■ TEXT SHOWN:
Tuesday, July 9, 2013

Kane Massey interviewed, 1993

The Deepgrooves logo, designed by Mark Tierney and John Pitcairn. The story behind the logo is here

Self Adhesive Labels: Getting It Out
By Emma Farry, NZ Herald, 8 Oct 1993; s.2 p.1,3   

At the age of 28, Kane Massey, of Auckland, owns his own magazine and his own record company, but he says neither business has made him a rich man.

The record company is the Deepgrooves label, which specialises in producing groove music ranging from hiphop to soul to instrumental jazz. The magazine is Stamp, the Auckland city give-away with a leaning towards the arts and music. The combination would seem like the perfect recipe for success.

Massey is the major shareholder in Deepgrooves so “What I say goes.” He uses his position to keep pushing the boundaries of what started as a small project back in late 1991.

“It was a mistake, really,” Massey says with a grin. “It seemed like a good idea at the time to start this label and it just got out of control and there was no way I could get out of it.”

Massey is banking on big success with Deepgrooves in the future. He is in the process of moving the label base to Sydney and hopes to have some kind of expansion deal in either Europe or the United States within the next two years.

He is adamant the move across the Tasman won’t be detrimental to the artists on the Deepgrooves label here. On the contrary, he aims to use the Australian base to take the artists to a bigger and more lucrative market.

Massey believes timing is what life is all about and he is sure that our Aussie neighbours are ready for what Deepgrooves has to offer.

“Australia is trying desperately to get away from this huge rock thing which seems about the only thing going on over there. But there are a lot of Pacific Islanders, especially Tongans, in Sydney and they’re starting to get into bands. It’s just starting out now so they haven’t had time to develop that strong groove music thing that we have in New Zealand.

“It was the same here about two or three years ago and then a whole subculture sprung up around Pacific-based groove and reggae music and what we produce now is really good.”

Deepgrooves was set up by Massey, Strawperson Mark Tierney and Bill Latimer. After a while, the three went their separate ways but the label remained. It was originally supposed to take advantage of the crossover between the alternative bands, a la Flying Nun, and the explosive dancehall, reggae and groove music.

■ WHAT IS BEING ASKED: Copy the Kane Massey interview. Begin at the words "Massey is the", stop after "more lucrative market.", and change "label" to "imprint" wherever it occurs.

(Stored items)
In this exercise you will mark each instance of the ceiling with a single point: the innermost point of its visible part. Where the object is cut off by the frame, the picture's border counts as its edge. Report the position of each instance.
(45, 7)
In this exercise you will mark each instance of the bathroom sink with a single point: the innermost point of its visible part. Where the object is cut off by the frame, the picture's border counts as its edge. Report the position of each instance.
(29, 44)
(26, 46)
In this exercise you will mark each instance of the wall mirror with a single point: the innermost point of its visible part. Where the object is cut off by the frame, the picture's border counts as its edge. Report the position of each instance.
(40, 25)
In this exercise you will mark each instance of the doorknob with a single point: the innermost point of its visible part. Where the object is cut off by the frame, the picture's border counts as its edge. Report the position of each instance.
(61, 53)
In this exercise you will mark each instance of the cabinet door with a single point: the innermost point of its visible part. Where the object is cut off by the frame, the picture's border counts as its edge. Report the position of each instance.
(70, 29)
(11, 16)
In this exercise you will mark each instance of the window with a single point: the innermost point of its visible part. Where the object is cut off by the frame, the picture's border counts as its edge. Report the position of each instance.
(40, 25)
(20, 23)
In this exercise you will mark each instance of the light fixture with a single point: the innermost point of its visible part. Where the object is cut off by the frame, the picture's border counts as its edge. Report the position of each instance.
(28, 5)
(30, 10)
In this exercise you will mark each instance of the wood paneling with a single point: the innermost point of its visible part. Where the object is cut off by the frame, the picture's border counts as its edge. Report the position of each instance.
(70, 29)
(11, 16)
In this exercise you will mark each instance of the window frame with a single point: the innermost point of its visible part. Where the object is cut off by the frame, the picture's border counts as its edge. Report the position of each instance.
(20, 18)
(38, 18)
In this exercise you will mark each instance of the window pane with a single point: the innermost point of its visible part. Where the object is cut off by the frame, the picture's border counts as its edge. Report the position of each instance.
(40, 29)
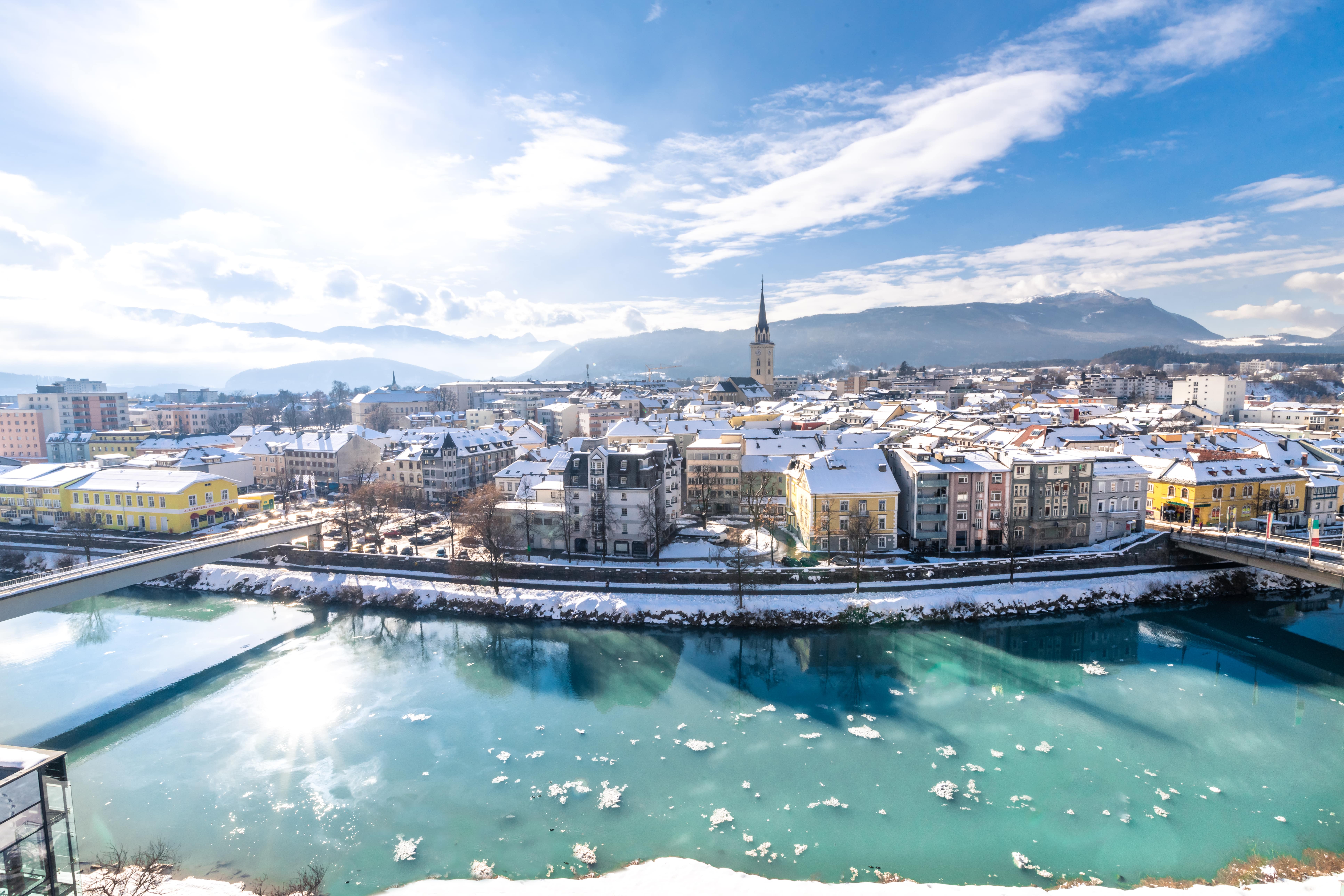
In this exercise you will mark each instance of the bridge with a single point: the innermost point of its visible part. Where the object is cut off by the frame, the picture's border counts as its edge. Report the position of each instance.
(1279, 554)
(48, 590)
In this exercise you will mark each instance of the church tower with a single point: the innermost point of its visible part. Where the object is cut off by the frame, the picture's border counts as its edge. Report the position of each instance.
(763, 350)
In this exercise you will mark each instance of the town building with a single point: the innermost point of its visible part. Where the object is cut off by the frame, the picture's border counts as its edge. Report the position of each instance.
(843, 502)
(151, 499)
(1224, 396)
(1225, 492)
(952, 500)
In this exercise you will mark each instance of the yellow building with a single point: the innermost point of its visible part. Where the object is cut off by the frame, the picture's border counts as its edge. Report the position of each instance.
(151, 499)
(843, 502)
(1224, 492)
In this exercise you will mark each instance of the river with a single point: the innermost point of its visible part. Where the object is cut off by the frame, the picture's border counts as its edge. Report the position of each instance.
(260, 737)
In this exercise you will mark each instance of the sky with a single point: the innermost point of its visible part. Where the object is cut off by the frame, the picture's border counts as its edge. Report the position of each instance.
(587, 170)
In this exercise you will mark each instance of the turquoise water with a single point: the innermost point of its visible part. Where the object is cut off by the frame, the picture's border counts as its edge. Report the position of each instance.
(370, 727)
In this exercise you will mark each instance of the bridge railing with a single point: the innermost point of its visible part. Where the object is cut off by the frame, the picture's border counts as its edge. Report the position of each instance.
(135, 558)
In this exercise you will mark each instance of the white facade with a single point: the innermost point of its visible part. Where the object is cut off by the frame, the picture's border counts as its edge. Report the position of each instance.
(1225, 396)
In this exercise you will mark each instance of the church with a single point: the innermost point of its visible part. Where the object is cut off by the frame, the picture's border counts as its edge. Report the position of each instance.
(761, 352)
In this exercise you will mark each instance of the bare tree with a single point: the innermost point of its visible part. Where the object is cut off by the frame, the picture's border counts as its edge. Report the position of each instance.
(490, 523)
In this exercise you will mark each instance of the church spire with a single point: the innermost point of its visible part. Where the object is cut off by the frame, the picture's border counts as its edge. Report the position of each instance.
(763, 334)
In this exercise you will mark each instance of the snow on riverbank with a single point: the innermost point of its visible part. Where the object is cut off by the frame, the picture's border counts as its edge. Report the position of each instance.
(765, 608)
(679, 876)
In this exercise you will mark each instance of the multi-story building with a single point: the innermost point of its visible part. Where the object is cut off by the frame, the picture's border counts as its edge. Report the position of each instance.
(952, 500)
(843, 500)
(1052, 499)
(1224, 396)
(151, 499)
(1226, 492)
(23, 435)
(73, 409)
(194, 420)
(1119, 491)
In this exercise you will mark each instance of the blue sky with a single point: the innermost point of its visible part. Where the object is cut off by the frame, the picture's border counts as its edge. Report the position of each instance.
(580, 170)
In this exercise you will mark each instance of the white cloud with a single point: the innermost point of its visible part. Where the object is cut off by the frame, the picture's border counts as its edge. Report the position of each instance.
(1280, 187)
(1330, 285)
(1307, 322)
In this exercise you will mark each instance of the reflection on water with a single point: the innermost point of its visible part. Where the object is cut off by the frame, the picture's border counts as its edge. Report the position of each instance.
(378, 726)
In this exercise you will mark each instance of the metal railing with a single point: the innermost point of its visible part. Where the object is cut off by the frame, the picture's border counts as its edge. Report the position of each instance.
(135, 558)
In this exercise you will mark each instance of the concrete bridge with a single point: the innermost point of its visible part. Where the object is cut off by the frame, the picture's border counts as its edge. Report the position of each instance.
(1296, 558)
(48, 590)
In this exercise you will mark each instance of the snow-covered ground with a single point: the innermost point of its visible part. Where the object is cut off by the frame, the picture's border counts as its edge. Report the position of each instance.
(796, 604)
(681, 876)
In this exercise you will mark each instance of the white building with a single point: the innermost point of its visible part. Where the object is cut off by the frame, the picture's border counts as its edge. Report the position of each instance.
(1224, 396)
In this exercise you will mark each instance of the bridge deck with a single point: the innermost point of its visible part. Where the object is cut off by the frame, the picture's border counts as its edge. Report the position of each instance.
(48, 590)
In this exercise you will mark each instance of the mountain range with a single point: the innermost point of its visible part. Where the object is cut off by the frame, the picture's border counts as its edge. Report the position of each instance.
(1079, 326)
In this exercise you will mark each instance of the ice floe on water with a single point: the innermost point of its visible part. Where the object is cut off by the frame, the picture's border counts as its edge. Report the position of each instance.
(405, 850)
(611, 797)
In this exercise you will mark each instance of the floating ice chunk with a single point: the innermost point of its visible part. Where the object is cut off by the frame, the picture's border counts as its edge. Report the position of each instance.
(611, 797)
(405, 850)
(944, 789)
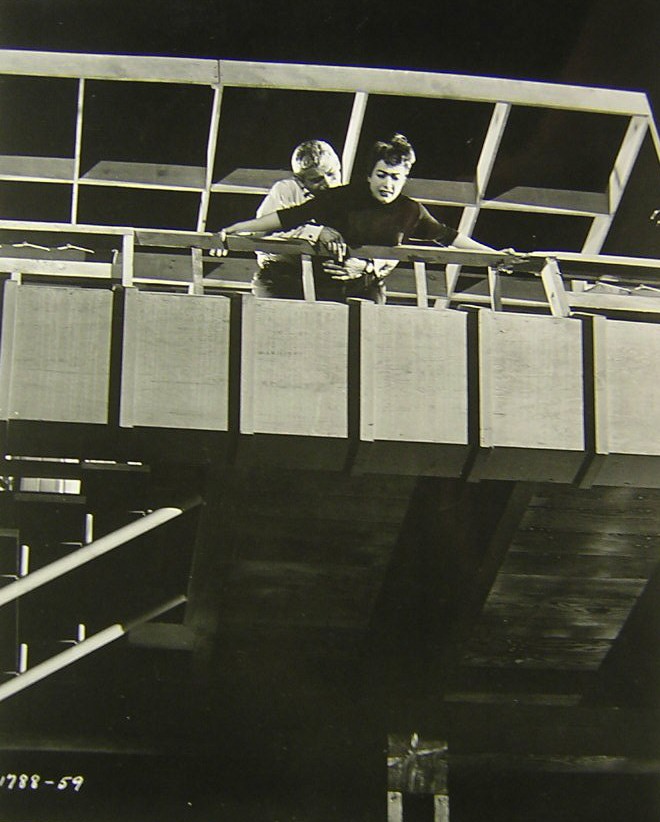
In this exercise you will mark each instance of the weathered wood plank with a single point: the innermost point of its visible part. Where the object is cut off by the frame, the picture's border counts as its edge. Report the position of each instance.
(536, 586)
(427, 84)
(145, 175)
(298, 368)
(631, 357)
(553, 200)
(281, 594)
(38, 169)
(176, 350)
(420, 375)
(592, 522)
(531, 381)
(108, 66)
(564, 542)
(55, 357)
(579, 565)
(545, 652)
(602, 500)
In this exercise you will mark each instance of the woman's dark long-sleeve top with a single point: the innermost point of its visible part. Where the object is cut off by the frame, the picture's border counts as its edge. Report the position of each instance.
(363, 220)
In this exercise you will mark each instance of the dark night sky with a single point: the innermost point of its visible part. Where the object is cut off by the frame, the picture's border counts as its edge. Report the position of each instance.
(574, 40)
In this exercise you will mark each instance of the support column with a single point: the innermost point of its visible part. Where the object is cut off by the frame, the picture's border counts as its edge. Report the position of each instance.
(417, 768)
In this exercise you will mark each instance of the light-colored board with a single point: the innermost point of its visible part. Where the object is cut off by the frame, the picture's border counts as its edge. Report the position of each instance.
(250, 180)
(175, 361)
(419, 375)
(211, 146)
(530, 382)
(551, 200)
(37, 169)
(145, 175)
(108, 66)
(296, 374)
(630, 357)
(427, 84)
(56, 268)
(55, 354)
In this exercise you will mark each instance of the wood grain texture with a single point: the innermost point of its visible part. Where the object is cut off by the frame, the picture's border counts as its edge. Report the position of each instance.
(57, 362)
(631, 354)
(419, 375)
(531, 381)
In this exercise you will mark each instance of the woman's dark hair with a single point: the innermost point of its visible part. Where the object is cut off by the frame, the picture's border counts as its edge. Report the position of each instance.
(395, 151)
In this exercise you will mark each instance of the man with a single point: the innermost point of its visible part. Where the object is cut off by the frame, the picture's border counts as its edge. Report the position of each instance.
(315, 167)
(371, 212)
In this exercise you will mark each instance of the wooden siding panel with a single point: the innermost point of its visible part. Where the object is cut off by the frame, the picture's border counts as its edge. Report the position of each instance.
(55, 354)
(531, 381)
(298, 368)
(420, 375)
(176, 361)
(631, 354)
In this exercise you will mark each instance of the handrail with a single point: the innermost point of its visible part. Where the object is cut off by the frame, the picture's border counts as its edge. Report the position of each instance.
(140, 68)
(83, 648)
(101, 546)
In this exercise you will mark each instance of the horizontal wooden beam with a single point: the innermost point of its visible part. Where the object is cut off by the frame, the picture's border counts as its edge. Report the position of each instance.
(109, 66)
(145, 175)
(428, 84)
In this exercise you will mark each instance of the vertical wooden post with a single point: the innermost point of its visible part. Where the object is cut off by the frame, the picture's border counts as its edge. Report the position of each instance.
(485, 165)
(554, 289)
(353, 135)
(495, 288)
(421, 286)
(196, 286)
(211, 146)
(309, 291)
(77, 150)
(416, 767)
(127, 259)
(394, 806)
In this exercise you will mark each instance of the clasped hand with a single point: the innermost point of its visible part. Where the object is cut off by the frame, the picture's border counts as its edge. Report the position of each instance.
(511, 259)
(220, 250)
(350, 269)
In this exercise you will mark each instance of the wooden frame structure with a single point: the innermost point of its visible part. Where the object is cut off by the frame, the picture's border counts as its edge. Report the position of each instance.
(219, 75)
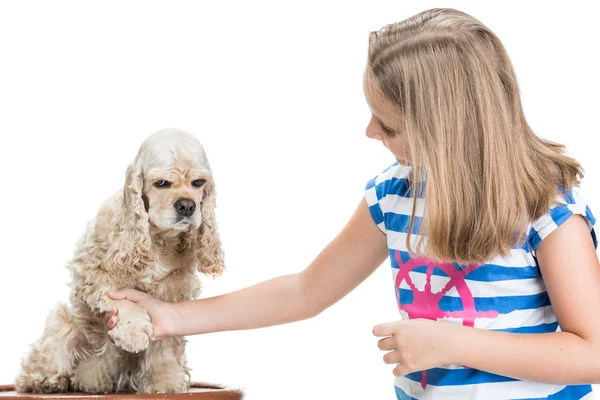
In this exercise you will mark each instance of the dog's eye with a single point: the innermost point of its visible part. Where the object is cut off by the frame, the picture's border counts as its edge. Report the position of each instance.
(162, 184)
(198, 182)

■ FINISHED TASK:
Massey is the major shareholder in Deepgrooves so “What I say goes.” He uses his position to keep pushing the boundaries of what started as a small project back in late 1991.

“It was a mistake, really,” Massey says with a grin. “It seemed like a good idea at the time to start this imprint and it just got out of control and there was no way I could get out of it.”

Massey is banking on big success with Deepgrooves in the future. He is in the process of moving the imprint base to Sydney and hopes to have some kind of expansion deal in either Europe or the United States within the next two years.

He is adamant the move across the Tasman won’t be detrimental to the artists on the Deepgrooves imprint here. On the contrary, he aims to use the Australian base to take the artists to a bigger and more lucrative market.